> _Exercise instructions_: Line tally for the word "before": count the lines below that contain it and reply with the number alone.

++++ Supplied records ++++

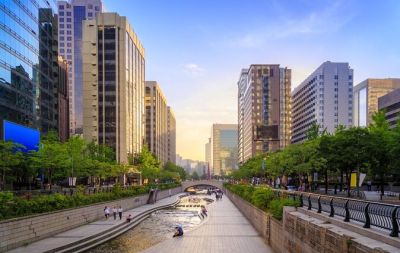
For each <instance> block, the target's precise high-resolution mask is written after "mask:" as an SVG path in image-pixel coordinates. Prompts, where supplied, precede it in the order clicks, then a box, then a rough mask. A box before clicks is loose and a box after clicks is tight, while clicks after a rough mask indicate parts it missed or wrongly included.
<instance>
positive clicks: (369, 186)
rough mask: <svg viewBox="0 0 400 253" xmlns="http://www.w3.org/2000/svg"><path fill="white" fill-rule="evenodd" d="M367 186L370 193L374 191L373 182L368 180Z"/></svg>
mask: <svg viewBox="0 0 400 253" xmlns="http://www.w3.org/2000/svg"><path fill="white" fill-rule="evenodd" d="M367 185H368V191H371V189H372V182H371V180H368V182H367Z"/></svg>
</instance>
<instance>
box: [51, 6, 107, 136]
mask: <svg viewBox="0 0 400 253" xmlns="http://www.w3.org/2000/svg"><path fill="white" fill-rule="evenodd" d="M58 9H59V17H58V21H59V22H58V23H59V24H58V25H59V34H58V46H59V54H60V55H62V56H63V58H64V59H66V60H67V61H68V64H69V68H68V82H69V87H68V90H69V94H70V97H69V112H70V115H69V119H70V131H71V134H82V124H83V112H82V111H83V101H82V98H83V95H82V94H83V62H82V38H83V29H82V23H83V21H84V20H91V19H94V18H95V17H96V14H97V13H99V12H102V9H103V4H102V1H101V0H71V1H58Z"/></svg>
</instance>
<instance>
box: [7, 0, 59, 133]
mask: <svg viewBox="0 0 400 253" xmlns="http://www.w3.org/2000/svg"><path fill="white" fill-rule="evenodd" d="M56 13H57V7H56V5H55V3H54V2H53V1H39V2H36V4H32V3H28V2H26V1H0V28H1V29H0V55H1V57H0V136H1V137H0V138H2V136H3V133H2V129H3V127H2V124H3V120H9V121H13V122H15V123H18V124H22V125H25V126H28V127H33V128H36V129H40V131H41V132H47V131H49V130H56V131H57V127H58V122H57V89H56V84H55V72H56V71H57V58H58V55H57V16H56Z"/></svg>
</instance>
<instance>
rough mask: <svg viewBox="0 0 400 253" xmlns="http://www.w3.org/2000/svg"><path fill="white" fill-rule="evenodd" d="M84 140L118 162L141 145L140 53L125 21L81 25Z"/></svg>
mask: <svg viewBox="0 0 400 253" xmlns="http://www.w3.org/2000/svg"><path fill="white" fill-rule="evenodd" d="M82 58H83V71H84V72H83V98H84V104H83V116H84V117H83V137H84V138H85V139H87V140H94V141H96V142H97V143H99V144H105V145H107V146H110V147H112V148H114V150H115V151H116V158H117V161H119V162H121V163H127V162H128V156H130V155H135V154H137V153H139V152H140V151H141V150H142V145H143V142H144V118H143V116H144V80H145V78H144V75H145V59H144V48H143V46H142V44H141V43H140V41H139V39H138V37H137V35H136V34H135V33H134V31H133V28H132V27H131V25H130V24H129V23H128V20H127V18H126V17H123V16H119V15H118V14H116V13H98V14H97V16H96V18H95V19H94V20H86V21H84V22H83V45H82Z"/></svg>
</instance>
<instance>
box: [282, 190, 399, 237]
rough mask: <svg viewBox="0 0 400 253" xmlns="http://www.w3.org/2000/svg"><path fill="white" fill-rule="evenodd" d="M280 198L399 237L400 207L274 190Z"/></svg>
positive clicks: (356, 200) (365, 226) (343, 220)
mask: <svg viewBox="0 0 400 253" xmlns="http://www.w3.org/2000/svg"><path fill="white" fill-rule="evenodd" d="M274 192H275V194H276V195H277V196H278V197H279V196H282V195H286V196H288V197H289V198H292V199H294V200H299V201H300V206H301V207H307V209H308V210H316V211H317V213H322V212H324V213H327V214H329V216H330V217H334V216H339V217H342V218H343V221H345V222H351V221H357V222H360V223H362V224H364V225H363V227H364V228H371V226H375V227H378V228H382V229H385V230H389V231H390V236H392V237H399V225H400V205H391V204H385V203H379V202H371V201H365V200H359V199H351V198H342V197H333V196H328V195H320V194H314V193H308V192H297V191H284V190H274Z"/></svg>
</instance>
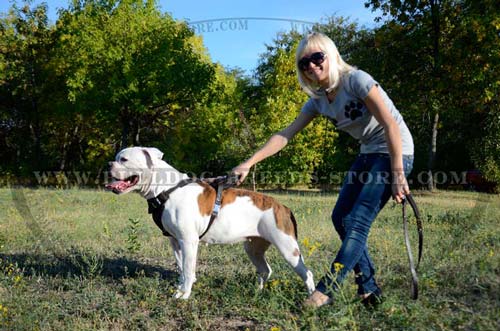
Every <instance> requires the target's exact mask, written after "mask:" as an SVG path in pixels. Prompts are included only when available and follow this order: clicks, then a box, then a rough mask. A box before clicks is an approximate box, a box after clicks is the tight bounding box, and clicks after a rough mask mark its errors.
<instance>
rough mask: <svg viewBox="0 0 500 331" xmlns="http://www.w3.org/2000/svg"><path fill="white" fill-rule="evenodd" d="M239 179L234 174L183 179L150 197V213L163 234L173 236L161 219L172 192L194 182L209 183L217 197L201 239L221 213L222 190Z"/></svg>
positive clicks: (234, 183) (234, 182)
mask: <svg viewBox="0 0 500 331" xmlns="http://www.w3.org/2000/svg"><path fill="white" fill-rule="evenodd" d="M237 180H238V177H235V176H234V175H233V176H220V177H216V178H205V179H198V178H188V179H183V180H181V181H180V182H179V183H177V185H175V186H174V187H172V188H170V189H168V190H166V191H163V192H161V193H160V194H158V195H157V196H156V197H154V198H151V199H148V213H149V214H151V216H152V217H153V221H154V222H155V224H156V226H157V227H158V228H160V230H161V232H162V233H163V235H164V236H167V237H172V235H171V234H170V233H169V232H168V231H167V230H166V229H165V227H164V226H163V223H162V221H161V218H162V215H163V211H164V210H165V202H167V200H168V199H169V198H170V194H172V193H173V192H174V191H175V190H177V189H179V188H182V187H184V186H186V185H189V184H192V183H207V184H209V185H210V186H212V187H213V188H214V189H215V190H216V192H217V196H216V198H215V204H214V207H213V208H212V213H211V215H210V220H209V221H208V226H207V228H206V229H205V231H204V232H203V233H202V234H201V235H200V237H199V239H201V238H203V236H205V234H206V233H207V232H208V230H210V227H211V226H212V224H213V223H214V221H215V219H216V217H217V215H218V214H219V211H220V207H221V204H222V191H223V190H224V189H225V188H228V187H231V186H234V185H235V184H236V181H237Z"/></svg>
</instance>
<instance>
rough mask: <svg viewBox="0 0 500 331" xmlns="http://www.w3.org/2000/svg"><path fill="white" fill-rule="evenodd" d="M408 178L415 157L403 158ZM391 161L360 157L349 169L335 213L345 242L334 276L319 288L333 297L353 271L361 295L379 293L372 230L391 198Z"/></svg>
mask: <svg viewBox="0 0 500 331" xmlns="http://www.w3.org/2000/svg"><path fill="white" fill-rule="evenodd" d="M403 166H404V172H405V176H408V174H409V173H410V172H411V170H412V168H413V155H404V156H403ZM391 183H392V175H391V159H390V156H389V154H382V153H380V154H379V153H374V154H360V155H359V156H358V157H357V159H356V160H355V162H354V164H353V165H352V167H351V169H350V170H349V172H348V174H347V176H346V178H345V179H344V183H343V185H342V189H341V190H340V194H339V197H338V200H337V203H336V204H335V208H334V209H333V212H332V221H333V225H334V227H335V230H336V231H337V233H338V234H339V236H340V239H341V240H342V245H341V247H340V250H339V252H338V253H337V256H336V257H335V260H334V261H333V263H332V266H331V273H330V274H327V275H325V276H324V277H323V278H322V279H321V280H320V282H319V283H318V285H317V287H316V289H317V290H318V291H320V292H323V293H325V294H327V295H329V296H332V295H333V291H336V290H337V289H338V287H339V286H340V284H341V283H342V282H343V280H344V279H345V277H346V276H347V275H348V273H349V272H350V271H351V270H354V273H355V279H356V284H357V285H358V294H365V293H372V292H377V290H379V287H378V285H377V283H376V282H375V267H374V265H373V262H372V259H371V258H370V255H369V254H368V246H367V239H368V234H369V232H370V227H371V225H372V223H373V221H374V219H375V217H376V216H377V214H378V213H379V211H380V210H381V209H382V208H383V207H384V205H385V204H386V203H387V201H388V200H389V198H390V197H391V196H392V186H391Z"/></svg>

++++

> _Solution for this task_: 2